■ **Given entries**:
=== Begin Enclosure ===

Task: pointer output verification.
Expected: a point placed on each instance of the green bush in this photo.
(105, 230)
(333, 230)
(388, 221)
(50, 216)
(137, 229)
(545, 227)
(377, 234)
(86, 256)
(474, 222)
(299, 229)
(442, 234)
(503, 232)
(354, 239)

=== End Enclosure ===

■ **Brief**:
Restate exactly each line of the data from the one bearing "Expected: a point" to the end, and add nothing.

■ **Solution for this exercise**:
Expected: a point placed on each instance of the green bush in this photo.
(105, 230)
(333, 230)
(388, 221)
(50, 216)
(137, 229)
(545, 227)
(377, 234)
(86, 256)
(474, 222)
(299, 229)
(442, 234)
(503, 232)
(354, 239)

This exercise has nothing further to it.